━━━━━ Information ━━━━━

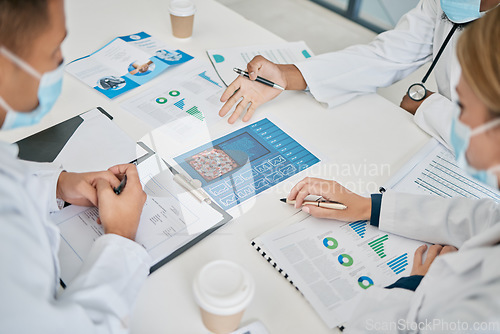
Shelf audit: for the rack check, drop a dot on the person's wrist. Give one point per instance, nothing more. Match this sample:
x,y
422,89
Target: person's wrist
x,y
293,78
60,185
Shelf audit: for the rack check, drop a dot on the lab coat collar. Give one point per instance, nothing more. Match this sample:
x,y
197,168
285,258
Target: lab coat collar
x,y
10,165
481,251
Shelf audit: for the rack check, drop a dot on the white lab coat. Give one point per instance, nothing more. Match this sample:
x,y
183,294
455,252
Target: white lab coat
x,y
337,77
460,289
100,298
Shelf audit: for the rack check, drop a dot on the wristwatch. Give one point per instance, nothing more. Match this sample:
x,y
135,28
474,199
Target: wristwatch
x,y
417,92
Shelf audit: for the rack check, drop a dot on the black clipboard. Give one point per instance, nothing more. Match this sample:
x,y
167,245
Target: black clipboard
x,y
46,145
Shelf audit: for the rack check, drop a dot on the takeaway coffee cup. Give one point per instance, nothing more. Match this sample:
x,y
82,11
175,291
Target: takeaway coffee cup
x,y
182,17
223,290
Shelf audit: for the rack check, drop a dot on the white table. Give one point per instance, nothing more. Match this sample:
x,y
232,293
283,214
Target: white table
x,y
366,133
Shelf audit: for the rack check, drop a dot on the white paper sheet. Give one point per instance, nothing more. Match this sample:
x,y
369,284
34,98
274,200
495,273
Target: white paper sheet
x,y
433,171
333,288
224,60
171,217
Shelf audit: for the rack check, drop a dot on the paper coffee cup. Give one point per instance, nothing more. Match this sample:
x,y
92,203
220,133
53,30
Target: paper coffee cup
x,y
182,17
223,290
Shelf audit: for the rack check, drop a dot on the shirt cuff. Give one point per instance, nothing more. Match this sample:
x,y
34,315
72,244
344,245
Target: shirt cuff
x,y
408,283
376,206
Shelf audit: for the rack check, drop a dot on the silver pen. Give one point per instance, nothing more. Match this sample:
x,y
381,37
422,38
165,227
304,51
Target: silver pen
x,y
259,79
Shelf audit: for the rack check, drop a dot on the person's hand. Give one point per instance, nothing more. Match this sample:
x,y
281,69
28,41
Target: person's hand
x,y
421,267
358,207
252,94
120,214
79,188
411,105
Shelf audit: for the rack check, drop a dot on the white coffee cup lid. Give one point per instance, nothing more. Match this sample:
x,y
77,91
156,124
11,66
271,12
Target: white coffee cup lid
x,y
223,288
182,7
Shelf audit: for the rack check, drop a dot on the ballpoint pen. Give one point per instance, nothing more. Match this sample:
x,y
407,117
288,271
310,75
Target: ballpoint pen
x,y
321,203
191,185
259,79
120,187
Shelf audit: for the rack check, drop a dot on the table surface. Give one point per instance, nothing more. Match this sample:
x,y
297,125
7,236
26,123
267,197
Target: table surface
x,y
361,144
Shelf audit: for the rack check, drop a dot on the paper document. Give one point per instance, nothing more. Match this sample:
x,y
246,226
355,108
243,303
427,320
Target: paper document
x,y
125,63
332,263
170,219
182,103
434,171
224,60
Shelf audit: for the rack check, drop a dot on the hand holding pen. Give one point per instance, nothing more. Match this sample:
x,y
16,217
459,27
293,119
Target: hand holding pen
x,y
120,207
337,201
247,93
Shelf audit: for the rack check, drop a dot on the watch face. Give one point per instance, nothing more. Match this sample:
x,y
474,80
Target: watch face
x,y
417,92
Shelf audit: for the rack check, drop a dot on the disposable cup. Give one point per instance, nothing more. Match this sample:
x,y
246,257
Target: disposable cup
x,y
182,17
223,290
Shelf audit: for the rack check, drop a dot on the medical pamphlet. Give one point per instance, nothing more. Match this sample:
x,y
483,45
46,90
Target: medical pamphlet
x,y
224,60
125,63
185,102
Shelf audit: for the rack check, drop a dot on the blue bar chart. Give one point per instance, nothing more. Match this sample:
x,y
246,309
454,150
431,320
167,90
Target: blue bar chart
x,y
399,264
359,227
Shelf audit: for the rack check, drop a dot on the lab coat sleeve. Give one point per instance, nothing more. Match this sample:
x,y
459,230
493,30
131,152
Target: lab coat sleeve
x,y
335,78
102,296
380,310
99,300
434,116
438,220
45,183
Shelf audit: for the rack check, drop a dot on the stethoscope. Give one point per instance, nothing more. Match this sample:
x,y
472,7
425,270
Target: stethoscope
x,y
417,91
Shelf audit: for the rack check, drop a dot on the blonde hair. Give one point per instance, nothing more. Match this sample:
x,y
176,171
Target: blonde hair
x,y
478,51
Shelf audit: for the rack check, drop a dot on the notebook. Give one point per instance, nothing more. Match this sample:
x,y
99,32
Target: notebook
x,y
332,263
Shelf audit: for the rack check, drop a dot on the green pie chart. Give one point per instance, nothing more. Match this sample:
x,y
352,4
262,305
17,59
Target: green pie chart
x,y
345,260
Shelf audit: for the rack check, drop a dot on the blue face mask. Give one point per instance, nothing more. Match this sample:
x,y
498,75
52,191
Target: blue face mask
x,y
460,138
49,90
461,11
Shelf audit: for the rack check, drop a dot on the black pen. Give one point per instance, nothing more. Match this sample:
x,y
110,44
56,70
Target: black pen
x,y
259,79
118,190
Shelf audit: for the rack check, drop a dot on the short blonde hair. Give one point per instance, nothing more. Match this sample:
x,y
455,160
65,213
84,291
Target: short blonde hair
x,y
478,51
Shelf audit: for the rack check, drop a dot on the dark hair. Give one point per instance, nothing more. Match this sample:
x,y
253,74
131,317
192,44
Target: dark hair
x,y
21,21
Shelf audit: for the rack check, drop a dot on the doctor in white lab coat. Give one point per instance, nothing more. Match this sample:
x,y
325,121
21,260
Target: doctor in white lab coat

━━━━━

* [What is needed] Check each line of the records above for the word "doctor", count the lines that have it, and give only the count.

* [Exercise answer] 2